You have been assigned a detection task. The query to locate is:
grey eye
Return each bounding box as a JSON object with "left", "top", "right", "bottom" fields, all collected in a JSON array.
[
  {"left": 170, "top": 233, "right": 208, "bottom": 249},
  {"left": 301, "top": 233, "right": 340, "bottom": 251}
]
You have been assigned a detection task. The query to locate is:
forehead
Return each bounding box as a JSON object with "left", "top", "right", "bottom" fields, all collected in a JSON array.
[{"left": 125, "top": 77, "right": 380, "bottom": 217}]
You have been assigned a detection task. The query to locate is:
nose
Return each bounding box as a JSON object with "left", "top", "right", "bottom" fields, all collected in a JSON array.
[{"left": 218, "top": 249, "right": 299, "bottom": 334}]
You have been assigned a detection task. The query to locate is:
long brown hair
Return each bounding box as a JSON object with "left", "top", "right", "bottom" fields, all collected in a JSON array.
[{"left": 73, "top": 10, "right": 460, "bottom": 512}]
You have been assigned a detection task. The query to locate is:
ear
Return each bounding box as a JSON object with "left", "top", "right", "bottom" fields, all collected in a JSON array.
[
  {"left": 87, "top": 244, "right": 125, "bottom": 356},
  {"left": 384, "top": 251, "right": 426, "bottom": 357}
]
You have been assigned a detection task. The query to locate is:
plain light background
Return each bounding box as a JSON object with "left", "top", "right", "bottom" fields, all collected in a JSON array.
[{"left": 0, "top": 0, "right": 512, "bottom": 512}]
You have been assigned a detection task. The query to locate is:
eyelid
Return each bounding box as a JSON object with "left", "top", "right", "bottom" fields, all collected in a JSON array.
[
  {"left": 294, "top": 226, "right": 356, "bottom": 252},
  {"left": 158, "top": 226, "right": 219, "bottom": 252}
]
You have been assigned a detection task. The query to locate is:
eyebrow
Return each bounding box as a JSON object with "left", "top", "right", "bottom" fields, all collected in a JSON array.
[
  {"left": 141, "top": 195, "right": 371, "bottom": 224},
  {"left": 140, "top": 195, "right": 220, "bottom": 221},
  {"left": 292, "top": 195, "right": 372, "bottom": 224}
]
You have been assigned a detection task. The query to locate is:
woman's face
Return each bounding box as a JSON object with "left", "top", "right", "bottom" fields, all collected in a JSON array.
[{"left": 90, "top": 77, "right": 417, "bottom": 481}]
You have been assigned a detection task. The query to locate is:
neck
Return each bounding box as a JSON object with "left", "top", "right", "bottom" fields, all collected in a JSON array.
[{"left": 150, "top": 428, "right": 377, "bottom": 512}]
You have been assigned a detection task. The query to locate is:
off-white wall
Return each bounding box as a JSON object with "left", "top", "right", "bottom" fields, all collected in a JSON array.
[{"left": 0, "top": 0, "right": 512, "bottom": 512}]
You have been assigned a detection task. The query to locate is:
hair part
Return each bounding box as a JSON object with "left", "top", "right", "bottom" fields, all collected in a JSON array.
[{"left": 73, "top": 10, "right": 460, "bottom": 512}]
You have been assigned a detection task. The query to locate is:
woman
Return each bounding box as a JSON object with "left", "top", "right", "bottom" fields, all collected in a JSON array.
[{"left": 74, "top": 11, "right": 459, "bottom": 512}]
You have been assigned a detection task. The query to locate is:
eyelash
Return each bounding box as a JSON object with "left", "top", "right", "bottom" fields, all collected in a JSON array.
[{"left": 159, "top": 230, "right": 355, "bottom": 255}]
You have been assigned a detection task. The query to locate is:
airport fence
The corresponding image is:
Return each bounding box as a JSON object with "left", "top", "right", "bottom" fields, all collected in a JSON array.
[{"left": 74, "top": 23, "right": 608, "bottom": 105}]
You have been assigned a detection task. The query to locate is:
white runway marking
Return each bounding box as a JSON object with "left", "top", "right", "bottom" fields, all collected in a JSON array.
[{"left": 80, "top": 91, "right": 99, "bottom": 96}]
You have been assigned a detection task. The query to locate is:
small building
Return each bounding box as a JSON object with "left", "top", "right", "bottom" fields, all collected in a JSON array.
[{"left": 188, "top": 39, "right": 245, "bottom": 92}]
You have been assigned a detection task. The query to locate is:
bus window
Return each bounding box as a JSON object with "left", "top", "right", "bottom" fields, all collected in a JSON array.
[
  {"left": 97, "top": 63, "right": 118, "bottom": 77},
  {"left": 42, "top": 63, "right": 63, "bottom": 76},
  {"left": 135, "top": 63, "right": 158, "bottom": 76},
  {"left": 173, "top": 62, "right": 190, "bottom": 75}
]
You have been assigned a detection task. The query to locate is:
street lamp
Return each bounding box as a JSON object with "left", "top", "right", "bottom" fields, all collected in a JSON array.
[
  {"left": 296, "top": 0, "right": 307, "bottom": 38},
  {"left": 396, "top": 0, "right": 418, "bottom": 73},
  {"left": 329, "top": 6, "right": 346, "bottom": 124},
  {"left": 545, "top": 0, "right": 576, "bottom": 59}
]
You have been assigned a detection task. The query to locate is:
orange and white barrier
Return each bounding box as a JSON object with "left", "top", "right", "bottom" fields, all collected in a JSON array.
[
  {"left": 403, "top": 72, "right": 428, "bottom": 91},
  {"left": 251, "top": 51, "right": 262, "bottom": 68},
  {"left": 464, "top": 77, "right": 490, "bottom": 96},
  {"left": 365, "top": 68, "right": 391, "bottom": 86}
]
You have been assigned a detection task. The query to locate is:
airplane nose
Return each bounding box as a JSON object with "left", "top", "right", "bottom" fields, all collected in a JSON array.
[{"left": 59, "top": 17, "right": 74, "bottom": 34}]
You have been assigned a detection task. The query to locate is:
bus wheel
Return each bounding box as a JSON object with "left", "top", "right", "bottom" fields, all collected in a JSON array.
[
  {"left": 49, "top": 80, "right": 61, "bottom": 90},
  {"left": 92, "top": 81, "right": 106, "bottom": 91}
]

· · ·

Count the lines of the records above that contain the string "white", with case counting. Reply with the number alone.

3